DATA FOR ANALYSIS:
*** Begin section ***

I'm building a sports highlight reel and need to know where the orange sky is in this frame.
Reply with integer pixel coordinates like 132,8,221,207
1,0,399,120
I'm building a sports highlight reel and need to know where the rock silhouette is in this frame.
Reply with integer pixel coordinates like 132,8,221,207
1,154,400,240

*** End section ***
*** Begin section ***

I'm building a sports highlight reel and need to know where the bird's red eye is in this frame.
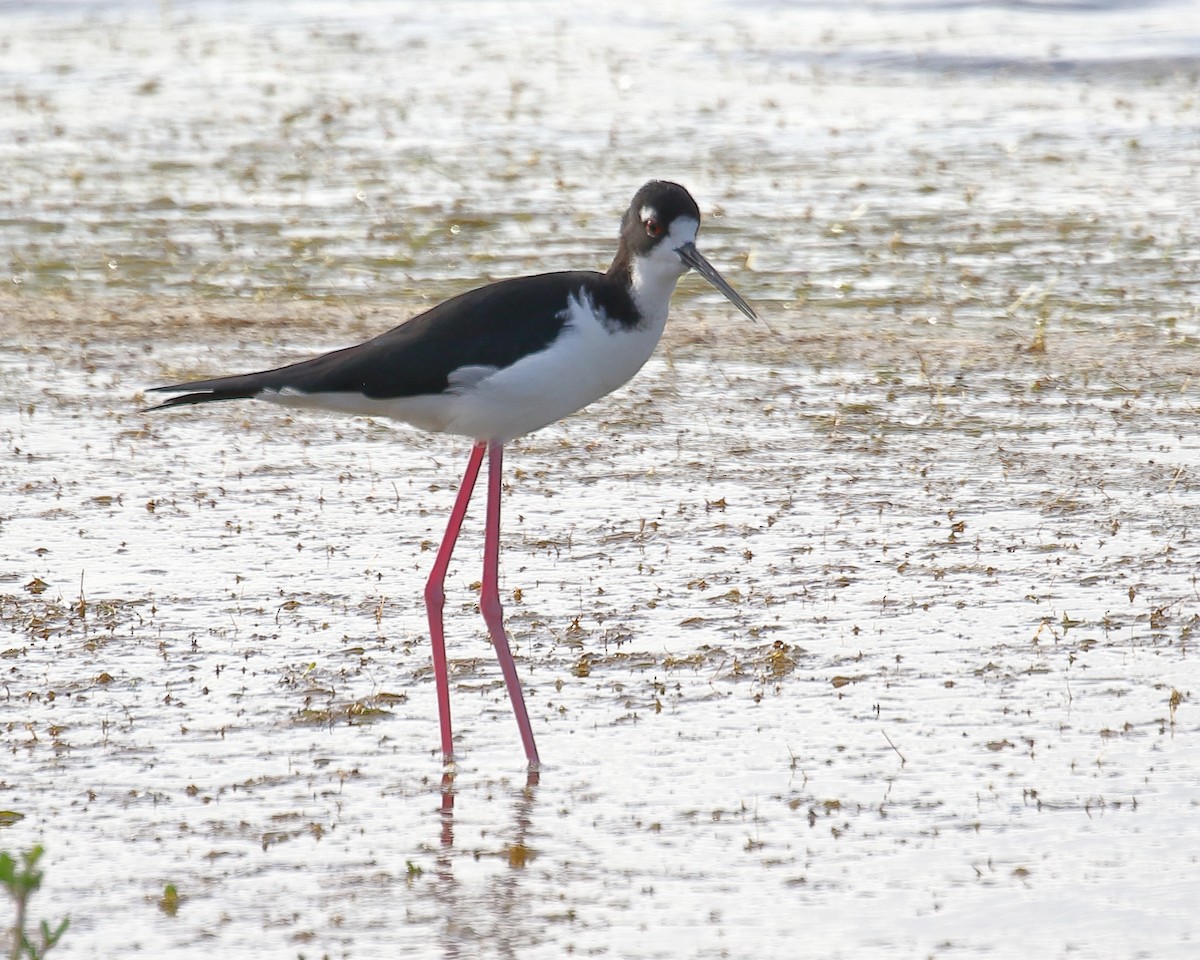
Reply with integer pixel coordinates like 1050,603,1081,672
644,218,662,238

*** End section ***
*** Begin section ***

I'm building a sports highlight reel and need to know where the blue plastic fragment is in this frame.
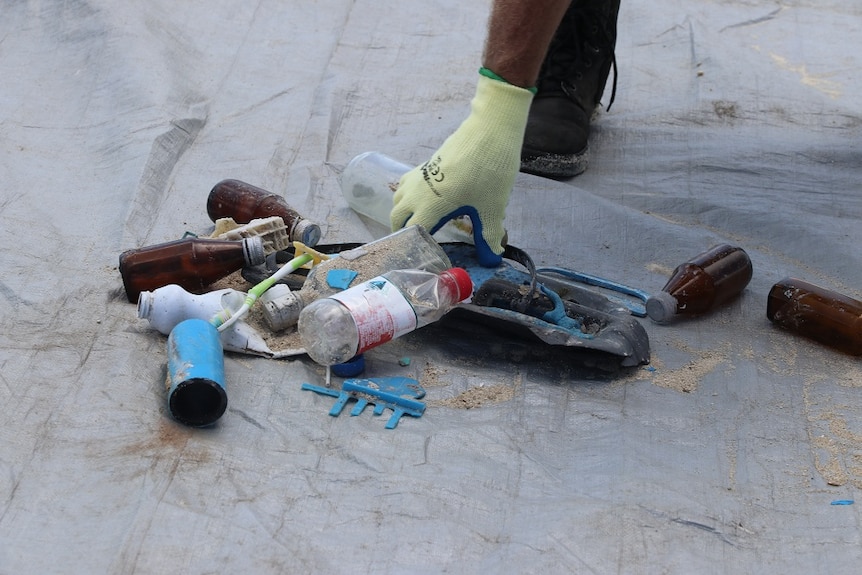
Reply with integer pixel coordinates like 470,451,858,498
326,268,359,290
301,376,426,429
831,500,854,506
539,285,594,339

*** End section ***

WORK INSTRUCTIONS:
Give nothing but the count of lines in the listing above that hold the string "reel".

RESULT:
4